▶ _LE TEXTE_
Signes et témoins
Je suis père de sept enfants…
Pascal
G.
Nous avons demandé à un père de famille de nous
partager son expérience de paternité. Pascal G. le fait ici avec délicatesse et
profondeur. Son témoignage nous évoquera bien des passages bibliques sur la Paternité
de Dieu.
Le père : une place pas si facile
La paternité
mérite d’être d’abord présentée en perspective de la maternité. Si Eve a été
conçue de la côte d’Adam, l’enfant naît des entrailles de sa mère. Enfant et
mère ont partagé la même chair. L’enfant naît de l’intérieur de la mère, quand
le père l’attend à l’extérieur. A la naissance, la mère est acteur et créateur,
quand le père n’est que spectateur. Evidemment les relations sont différentes.
La mère est
première, elle occupe toute l’attention de l’enfant : premier regard,
premier baiser, première caresse… le père est accessoire, utile et important,
mais pas au premier rang. A qui viendront les premiers mots tendres, les
premières confidences, les premiers bras tendus ? La mère est la réponse à une attente, un
désir, un plaisir, elle est vitale, son absence est redoutée. Le père est là
comme une évidence, qui s’impose, sa présence est nécessaire sans qu’on l’attende
vraiment, son absence est un aléa, on n’y pense pas.
Je conçois ma
place au travers du reflet que je perçois du regard de mes enfants :
- Tantôt à leur secours, je viens
pallier leurs manques, répondre à leurs besoins, je viens satisfaire des
exigences pour réparer un jouet cassé, faire le taxi, signer un carnet de
notes…
- Tantôt inexistant, ils n’ont
d’yeux que pour leur mère, je fais partie du mobilier, une pièce qui agrémente
l’environnement.
- Tantôt le travailleur occupé à
l’extérieur, j’apparais le soir pour un dernier bisou, je disparais le matin
pour annoncer qu’il pleut, qu’il faudra se couvrir…
- Tantôt le joueur, je partage
des instants éphémères pour un conte, un puzzle ou une partie d’échec, je suis
leur complice, compagnon de jeu idéal.
Ainsi le père
à l’image de Joseph dans la sainte famille, se tient discret, et son rôle est
ingrat : il sera là pour favoriser l’autonomie, donner des ailes à
l’enfant pour l’aider dans son envol. Etre présent pour aider son enfant à
partir. A l’opposé de l’amour tendre de la maman, le papa accordera un amour
qui fait grandir, parfois rude, parfois drôle, parfois sévère, parfois
exigeant, parfois incompris.

▶ _LES LIGNES_
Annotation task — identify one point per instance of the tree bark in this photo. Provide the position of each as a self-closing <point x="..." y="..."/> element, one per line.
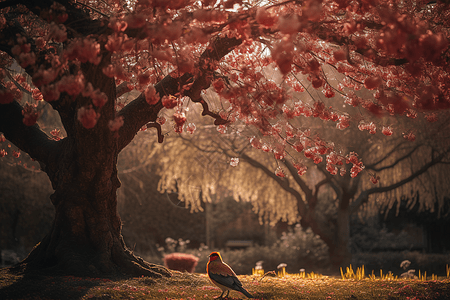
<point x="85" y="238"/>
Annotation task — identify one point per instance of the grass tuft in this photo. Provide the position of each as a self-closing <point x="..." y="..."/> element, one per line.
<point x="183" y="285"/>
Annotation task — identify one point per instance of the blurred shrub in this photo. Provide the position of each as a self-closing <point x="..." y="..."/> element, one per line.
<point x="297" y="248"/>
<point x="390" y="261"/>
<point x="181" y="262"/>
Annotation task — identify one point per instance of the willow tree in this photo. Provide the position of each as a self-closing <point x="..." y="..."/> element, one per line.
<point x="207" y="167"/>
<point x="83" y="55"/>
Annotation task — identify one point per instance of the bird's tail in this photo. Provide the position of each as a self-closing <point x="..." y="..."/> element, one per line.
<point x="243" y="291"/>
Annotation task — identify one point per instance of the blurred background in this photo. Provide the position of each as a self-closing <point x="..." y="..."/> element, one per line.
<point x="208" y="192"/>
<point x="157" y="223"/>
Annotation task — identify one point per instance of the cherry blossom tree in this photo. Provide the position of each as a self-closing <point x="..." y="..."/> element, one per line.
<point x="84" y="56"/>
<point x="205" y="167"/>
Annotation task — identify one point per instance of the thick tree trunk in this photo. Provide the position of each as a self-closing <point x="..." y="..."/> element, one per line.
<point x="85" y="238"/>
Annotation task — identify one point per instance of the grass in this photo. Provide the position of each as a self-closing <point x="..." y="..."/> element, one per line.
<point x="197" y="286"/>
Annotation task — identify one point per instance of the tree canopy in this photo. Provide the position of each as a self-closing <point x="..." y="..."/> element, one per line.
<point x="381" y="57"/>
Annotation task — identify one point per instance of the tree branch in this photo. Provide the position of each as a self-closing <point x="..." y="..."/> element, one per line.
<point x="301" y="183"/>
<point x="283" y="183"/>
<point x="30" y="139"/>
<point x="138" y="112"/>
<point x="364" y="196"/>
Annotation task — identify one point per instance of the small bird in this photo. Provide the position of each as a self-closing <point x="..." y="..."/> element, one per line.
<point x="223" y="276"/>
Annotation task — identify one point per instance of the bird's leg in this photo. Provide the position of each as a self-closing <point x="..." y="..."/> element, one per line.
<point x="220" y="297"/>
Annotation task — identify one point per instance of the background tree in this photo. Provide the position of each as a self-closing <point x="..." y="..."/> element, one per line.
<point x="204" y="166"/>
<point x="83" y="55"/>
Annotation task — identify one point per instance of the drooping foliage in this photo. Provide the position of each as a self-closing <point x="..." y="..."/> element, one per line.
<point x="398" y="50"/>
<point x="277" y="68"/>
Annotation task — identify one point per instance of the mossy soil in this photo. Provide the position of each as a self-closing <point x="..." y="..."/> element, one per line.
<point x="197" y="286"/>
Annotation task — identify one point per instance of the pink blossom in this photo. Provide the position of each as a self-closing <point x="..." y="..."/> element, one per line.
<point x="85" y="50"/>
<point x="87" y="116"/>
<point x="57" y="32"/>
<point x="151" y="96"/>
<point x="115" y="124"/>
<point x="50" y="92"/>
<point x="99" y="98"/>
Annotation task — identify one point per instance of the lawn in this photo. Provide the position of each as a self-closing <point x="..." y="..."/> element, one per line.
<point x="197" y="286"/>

--

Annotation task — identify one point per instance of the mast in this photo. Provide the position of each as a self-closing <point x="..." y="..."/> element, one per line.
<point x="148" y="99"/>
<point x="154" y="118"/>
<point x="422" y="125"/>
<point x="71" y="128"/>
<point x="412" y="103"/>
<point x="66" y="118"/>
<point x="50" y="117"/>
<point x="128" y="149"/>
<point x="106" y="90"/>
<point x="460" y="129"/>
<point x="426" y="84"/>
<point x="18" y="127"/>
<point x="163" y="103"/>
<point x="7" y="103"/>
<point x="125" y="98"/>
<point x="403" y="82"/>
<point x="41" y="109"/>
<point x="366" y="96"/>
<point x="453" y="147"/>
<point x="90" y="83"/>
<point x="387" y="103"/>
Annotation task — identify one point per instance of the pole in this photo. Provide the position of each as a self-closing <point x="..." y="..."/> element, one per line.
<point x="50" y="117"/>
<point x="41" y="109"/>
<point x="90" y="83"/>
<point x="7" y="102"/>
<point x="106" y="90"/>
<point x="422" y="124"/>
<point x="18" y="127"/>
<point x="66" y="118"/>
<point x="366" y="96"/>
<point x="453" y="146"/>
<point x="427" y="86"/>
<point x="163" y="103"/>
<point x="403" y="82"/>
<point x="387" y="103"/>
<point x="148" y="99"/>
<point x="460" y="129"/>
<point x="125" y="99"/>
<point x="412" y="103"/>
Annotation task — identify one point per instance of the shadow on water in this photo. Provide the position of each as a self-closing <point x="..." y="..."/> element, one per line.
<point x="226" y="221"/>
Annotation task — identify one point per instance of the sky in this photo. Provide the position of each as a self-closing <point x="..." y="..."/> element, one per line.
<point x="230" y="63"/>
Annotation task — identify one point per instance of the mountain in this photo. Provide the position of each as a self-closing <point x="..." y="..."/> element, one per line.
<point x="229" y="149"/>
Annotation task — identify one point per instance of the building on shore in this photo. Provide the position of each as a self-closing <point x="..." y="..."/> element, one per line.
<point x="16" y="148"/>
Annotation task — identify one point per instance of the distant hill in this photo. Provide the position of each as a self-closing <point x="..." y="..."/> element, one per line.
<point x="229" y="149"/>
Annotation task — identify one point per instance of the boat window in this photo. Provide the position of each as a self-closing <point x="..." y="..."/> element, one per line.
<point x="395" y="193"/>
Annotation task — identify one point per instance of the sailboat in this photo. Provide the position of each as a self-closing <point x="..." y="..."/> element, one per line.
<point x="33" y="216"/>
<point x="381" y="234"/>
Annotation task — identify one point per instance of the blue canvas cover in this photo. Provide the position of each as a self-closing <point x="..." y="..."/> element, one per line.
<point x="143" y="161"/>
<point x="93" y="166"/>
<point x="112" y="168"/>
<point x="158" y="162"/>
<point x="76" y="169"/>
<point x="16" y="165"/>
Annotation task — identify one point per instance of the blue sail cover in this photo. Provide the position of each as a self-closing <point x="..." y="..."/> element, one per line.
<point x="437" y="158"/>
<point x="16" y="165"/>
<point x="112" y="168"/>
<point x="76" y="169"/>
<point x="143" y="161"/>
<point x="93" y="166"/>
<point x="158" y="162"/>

==

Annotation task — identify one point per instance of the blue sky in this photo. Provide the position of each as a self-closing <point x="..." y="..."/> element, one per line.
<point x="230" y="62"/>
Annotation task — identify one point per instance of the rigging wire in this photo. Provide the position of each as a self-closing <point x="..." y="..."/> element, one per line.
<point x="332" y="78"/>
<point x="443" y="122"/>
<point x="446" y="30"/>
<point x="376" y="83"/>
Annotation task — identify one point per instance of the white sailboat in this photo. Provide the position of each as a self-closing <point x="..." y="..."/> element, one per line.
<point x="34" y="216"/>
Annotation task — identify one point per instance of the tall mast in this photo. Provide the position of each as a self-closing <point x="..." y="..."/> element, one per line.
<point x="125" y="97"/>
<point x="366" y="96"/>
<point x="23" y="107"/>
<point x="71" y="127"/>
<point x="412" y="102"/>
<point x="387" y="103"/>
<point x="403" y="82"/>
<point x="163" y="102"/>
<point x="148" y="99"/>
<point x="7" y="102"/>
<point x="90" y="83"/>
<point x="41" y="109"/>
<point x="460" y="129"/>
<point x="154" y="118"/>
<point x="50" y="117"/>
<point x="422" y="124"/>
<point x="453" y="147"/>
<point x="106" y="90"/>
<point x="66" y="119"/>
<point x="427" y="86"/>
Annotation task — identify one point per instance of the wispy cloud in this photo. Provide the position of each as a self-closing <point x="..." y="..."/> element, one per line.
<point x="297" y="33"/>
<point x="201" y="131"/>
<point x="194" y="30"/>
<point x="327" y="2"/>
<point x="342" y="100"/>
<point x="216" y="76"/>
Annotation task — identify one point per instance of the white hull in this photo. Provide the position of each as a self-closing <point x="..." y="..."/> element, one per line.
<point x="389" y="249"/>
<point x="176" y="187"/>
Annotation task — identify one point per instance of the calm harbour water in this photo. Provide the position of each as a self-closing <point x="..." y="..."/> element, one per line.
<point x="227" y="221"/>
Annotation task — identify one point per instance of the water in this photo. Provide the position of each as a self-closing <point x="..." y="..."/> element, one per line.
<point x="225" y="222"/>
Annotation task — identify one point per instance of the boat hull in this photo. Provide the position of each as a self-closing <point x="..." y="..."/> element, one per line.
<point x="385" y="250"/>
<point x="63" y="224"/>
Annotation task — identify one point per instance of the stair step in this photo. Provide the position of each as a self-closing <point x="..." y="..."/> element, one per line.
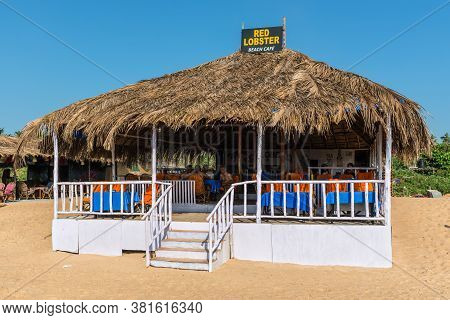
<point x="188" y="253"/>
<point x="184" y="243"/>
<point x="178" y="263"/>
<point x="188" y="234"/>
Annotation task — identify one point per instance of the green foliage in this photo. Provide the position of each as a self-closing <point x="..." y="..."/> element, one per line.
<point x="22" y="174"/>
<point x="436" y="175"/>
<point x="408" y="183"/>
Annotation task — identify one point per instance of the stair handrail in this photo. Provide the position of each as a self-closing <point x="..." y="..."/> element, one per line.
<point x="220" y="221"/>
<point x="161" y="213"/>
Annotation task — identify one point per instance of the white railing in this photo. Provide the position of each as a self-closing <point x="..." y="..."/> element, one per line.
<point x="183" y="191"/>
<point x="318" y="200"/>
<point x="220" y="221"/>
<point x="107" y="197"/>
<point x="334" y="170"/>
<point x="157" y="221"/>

▶ _À FAIRE_
• 1. Recopiez toutes les lignes ci-dessus où figure le mot « window ».
• 2. Écrivez la suite du texte sur la paternité, en reprenant juste après sa dernière phrase.

▶ _RÉPONSES PAR TÂCHE_
• 1.
Annotation task — identify one point per instance of the boat window in this photo. Provide the position of each as a self-closing <point x="..." y="..."/> element, one per line.

• 2.
Au premier
abord le jeu est très inégal, et je comprends ces papas qui démissionnent,
c’est pour eux mission impossible ; ils préfèrent déléguer les tâches
d’éducation à leur épouse. Ainsi c’est maman qui conduira l’enfant dans sa
classe ou chez le dentiste, c’est maman qui s’occupera d’acheter la prochaine
tenue d’hiver et le dessert qui fait plaisir, c’est maman qui programmera la
colonie de vacances et les anniversaires avec les copains… Eventuellement le
papa se réservera l’option « loisir » et les sorties de fin de
semaine. Un alibi ? une porte de sortie pour se donner bonne
conscience ? La mission est-elle si impossible ? si difficile ?
Est-ce seulement cela le rôle du père ?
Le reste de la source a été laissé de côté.